◆ Text under study
_ _ _
And the Philadelphia Industrial Development Corp., a partnership between the city and the Chamber of Commerce that manages city-owned sites, wants to attract similar projects to other properties, says executive director John Grady.

PIDC would like to interest potential high-rise warehouse users in property around the Sunoco oil refinery, which the company plans to sell or close, and other industrial ground on both sides of the lower Schuylkill near Philadelphia International Airport and the I-95/I-76 split. A few other large, vacant properties, including the former Internal Revenue Service office sites on Roosevelt Boulevard, could be in play.

Automated equipment, robotics and logistics software that make it possible to speedily grab and move boxes without direct human contact have made bigger warehouses a possibility.

"The height of single-story warehouses has increased dramatically," PIDC representative Thomas Dalfo testified before the Planning Commission last month. "Unheard of in the U.S. a decade ago, warehouses with heights of 80, 90 or more than 100 feet are becoming common."

Warehouse investors are also attracted by a project to widen the Panama Canal, which will make it easier to move cargoes by sea between the West Coast and Asia, and Philadelphia and other East Coast ports, compared to rail or long-haul trucking, says Deputy Mayor Alan Greenberger.
_ _ _
◆ Data shown
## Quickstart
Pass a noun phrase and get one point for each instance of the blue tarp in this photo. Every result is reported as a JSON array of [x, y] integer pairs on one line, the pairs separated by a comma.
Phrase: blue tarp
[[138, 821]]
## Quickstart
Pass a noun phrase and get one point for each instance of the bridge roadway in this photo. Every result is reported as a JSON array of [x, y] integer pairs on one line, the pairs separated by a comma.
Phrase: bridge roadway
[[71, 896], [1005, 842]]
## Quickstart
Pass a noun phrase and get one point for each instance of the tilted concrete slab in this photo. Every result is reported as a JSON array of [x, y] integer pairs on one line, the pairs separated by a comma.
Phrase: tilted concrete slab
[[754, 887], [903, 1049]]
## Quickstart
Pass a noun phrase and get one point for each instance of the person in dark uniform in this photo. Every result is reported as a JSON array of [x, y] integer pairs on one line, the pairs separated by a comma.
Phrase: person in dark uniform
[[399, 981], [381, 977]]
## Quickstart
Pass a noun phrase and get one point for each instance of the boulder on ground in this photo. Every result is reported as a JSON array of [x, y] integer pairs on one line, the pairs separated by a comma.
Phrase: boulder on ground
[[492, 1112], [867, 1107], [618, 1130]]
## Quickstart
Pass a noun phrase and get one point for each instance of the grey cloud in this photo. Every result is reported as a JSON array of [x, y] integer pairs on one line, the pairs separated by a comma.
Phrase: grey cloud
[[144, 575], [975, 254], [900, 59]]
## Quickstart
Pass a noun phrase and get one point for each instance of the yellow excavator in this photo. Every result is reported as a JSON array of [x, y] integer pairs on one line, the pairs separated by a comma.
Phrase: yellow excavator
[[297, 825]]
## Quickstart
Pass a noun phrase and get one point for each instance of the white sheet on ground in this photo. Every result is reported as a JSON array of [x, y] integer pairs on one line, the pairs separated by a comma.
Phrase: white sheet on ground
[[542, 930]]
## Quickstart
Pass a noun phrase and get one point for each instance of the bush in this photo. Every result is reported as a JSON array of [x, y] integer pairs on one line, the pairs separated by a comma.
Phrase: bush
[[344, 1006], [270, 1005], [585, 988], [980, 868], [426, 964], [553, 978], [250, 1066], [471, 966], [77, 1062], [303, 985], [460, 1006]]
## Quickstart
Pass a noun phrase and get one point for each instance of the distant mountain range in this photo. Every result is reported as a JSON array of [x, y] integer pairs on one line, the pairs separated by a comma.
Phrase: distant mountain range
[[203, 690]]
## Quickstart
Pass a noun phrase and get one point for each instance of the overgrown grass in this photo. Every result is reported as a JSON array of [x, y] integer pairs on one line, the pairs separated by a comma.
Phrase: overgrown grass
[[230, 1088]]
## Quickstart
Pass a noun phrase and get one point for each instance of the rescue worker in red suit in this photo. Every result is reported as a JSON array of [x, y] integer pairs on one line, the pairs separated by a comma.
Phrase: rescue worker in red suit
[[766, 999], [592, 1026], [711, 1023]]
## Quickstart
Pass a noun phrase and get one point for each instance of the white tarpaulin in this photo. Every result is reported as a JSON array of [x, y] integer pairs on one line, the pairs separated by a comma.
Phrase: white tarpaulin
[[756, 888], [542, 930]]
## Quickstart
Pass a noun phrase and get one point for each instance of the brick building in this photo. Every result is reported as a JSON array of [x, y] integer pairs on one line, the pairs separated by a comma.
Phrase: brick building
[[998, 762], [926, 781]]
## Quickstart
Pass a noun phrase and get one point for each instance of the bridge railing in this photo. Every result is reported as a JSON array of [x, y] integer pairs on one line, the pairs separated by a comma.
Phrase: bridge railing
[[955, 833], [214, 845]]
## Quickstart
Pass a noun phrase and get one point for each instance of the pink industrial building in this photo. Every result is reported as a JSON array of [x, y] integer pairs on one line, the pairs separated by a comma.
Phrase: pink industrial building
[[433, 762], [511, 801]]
_ _ _
◆ Task
Return everything in the Philadelphia warehouse text from "And the Philadelphia" down to "be in play.", copied word for word.

◆ Exercise response
And the Philadelphia Industrial Development Corp., a partnership between the city and the Chamber of Commerce that manages city-owned sites, wants to attract similar projects to other properties, says executive director John Grady.

PIDC would like to interest potential high-rise warehouse users in property around the Sunoco oil refinery, which the company plans to sell or close, and other industrial ground on both sides of the lower Schuylkill near Philadelphia International Airport and the I-95/I-76 split. A few other large, vacant properties, including the former Internal Revenue Service office sites on Roosevelt Boulevard, could be in play.